Oefening: Zelfwaardering

Doe eens een stap achteruit en kijk zo onbevangen mogelijk naar uw eigen capaciteiten. Doe een klein zelfonderzoekje. Wat heeft de natuur u gegeven? Waar bent u goed in? Wat zijn de dingen die u leuk vindt? Zijn er sporten waar u goed in bent? Wat zijn uw hobby’s? Hoe heeft uw leven zich tot nu toe ontwikkeld? Zit er misschien een patroon in, waar u iets uit kunt opmaken? Vergeet daarbij niet ook te kijken naar de dingen die u niet kunt, waar u een hekel aan heeft. Wat zijn uw beperkingen? Heeft u bepaalde lichamelijke, geestelijke of sociale handicaps? Heeft u een hekel aan wiskunde, maar hebt u wel een talenknobbel? Of is het juist omgekeerd?

Misschien heeft u vroeger wel eens een beroepskeuzetest of iets soortgelijks gemaakt. U moet niet al teveel waarde aan een dergelijke test hechten. Zo’n test is niet meer dan een momentopname, maar het kan zijn dat u toch dingen herkent.

Maak bijvoorbeeld een tabel met dingen waar u echt goed in bent, dingen die u wel redelijk kunt en dingen die u absoluut niet liggen. U zou het volgende schema als voorbeeld kunnen gebruiken.

 

GOED IN

MATIG

SLECHT IN

Handig. Ik ben praktisch ingesteld en ben een goede klusser.

 

 

 

Formulieren. Ik heb een hekel aan administratieve rompslomp.

 

 

 

Studeren. Ik ben absoluut geen studiebol. Mijn schooltijd was één grote ramp.

 

 

 

 

Het wil ook wel eens helpen om iemand anders te vragen hoe hij of zij u ziet. De blik van een derde is vaak objectiever. Wees daarbij echter wel voorzichting. Het risico bestaat dat die ander u alleen maar vertelt wat hij denkt dat u graag wilt horen. Noteer uw bevindingen in uw dagboek en kijk er zo nu en dan eens naar. Waarschijnlijk zult u in de loop der tijd nog wel wat veranderingen willen aanbrengen.

**Overzicht**

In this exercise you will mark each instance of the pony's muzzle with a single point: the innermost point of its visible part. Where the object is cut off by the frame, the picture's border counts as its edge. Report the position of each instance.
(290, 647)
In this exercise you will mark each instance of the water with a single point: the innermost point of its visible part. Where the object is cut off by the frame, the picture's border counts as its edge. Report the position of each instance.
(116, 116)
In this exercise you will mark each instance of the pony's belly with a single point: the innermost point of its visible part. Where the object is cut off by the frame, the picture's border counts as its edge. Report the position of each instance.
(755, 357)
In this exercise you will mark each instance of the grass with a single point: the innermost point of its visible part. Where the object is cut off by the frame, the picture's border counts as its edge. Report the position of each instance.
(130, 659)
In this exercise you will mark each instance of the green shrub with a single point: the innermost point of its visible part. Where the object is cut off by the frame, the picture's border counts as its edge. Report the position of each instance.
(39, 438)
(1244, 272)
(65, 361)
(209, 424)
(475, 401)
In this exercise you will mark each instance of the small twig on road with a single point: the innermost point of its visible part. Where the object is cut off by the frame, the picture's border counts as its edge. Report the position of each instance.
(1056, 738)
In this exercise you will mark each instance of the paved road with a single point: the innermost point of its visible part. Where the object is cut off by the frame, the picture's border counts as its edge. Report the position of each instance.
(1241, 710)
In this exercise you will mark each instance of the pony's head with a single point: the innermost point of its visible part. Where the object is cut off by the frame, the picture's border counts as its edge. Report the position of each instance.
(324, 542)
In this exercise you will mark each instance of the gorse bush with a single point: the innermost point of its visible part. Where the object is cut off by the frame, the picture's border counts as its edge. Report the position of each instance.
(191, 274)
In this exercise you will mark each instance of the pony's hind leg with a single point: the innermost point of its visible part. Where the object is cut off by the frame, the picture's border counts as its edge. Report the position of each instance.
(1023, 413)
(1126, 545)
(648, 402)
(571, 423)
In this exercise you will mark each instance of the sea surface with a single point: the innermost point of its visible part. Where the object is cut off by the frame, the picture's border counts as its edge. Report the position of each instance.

**Opdrachten**
- A) Zet de alinea die begint met "Het wil ook wel eens helpen" uit het fragment over zelfwaardering om in een korte opsomming, met behoud van de belangrijkste punten.
- B) Wat is een beroepskeuzetest volgens het fragment over zelfwaardering niet meer dan?
- C) Schrijf het fragment over zelfwaardering verder, aansluitend op de laatste zin.
De gegevens hebben niets met het fragment te maken.

**Uitwerkingen**
- A)
- Vraag iemand anders hoe hij of zij u ziet, want die blik is vaak objectiever.
- Wees daarbij voorzichtig: de ander vertelt u misschien alleen wat hij denkt dat u graag wilt horen.
- Noteer uw bevindingen in uw dagboek en bekijk ze af en toe.
- Reken erop dat u er na verloop van tijd waarschijnlijk nog iets aan wilt veranderen.

- B) Een momentopname.

- C)
De algemene menselijke natuur kent een aantal duidelijke verlangens en angsten. We hebben, honger en dorst, vermijden kou, pijn en andere onprettige gewaarwordingen. Allemaal verlangens en aversies die belangrijk zijn om te kunnen overleven. Ze hebben een natuurlijke en voornamelijk genetische oorsprong. We delen ze met de andere dieren en ze zijn nuttig voor het voortbestaan van de soort. Het zijn onze natuurlijke neigingen, onze instincten. Tot zover gaat alles goed. De problemen beginnen echter met de menselijke intelligentie. Door zijn creativiteit en technologische vooruitgang slaan de menselijke verlangens flink op hol. Ons natuurlijk verlangen naar vet en suikerrijk voedsel, maakt ons dik, onze natuurlijke angst voor roofdieren en afgronden ontspoort en leidt tot allerlei vervelende fobieën en angststoornissen. Ons groepsgevoel, essentieel voor de prehistorische jager-verzamelaar, wordt nu een bron van voetbalgeweld, populisme, nationalisme en oorlogen. Kortom de eens zo belangrijke en nuttige instincten keren zich tegen ons. Adverteerders en politici weten geraffineerd gebruik te maken van onze op hol geslagen verlangens en angsten. Als je de reclamemakers zou moeten geloven dan bestaat het menselijk welzijn uit niets anders dan materieel bezit, gemaksvoedsel, sexappeal en macht. Onze vroeger o zo nuttige natuurlijke neigingen veroorzaken nu heel wat moeilijkheden. Het ongebreideld najagen van uw instincten leidt niet alleen tot lichamelijke problemen. Het veroorzaakt ook veel onnodige psychische ellende en leidt tot tragische conflicten. Dit probleem bestond ook al in de relatief welvarende antieke tijd en de stoïcijnen probeerden er met hun filosofie een oplossing voor te vinden.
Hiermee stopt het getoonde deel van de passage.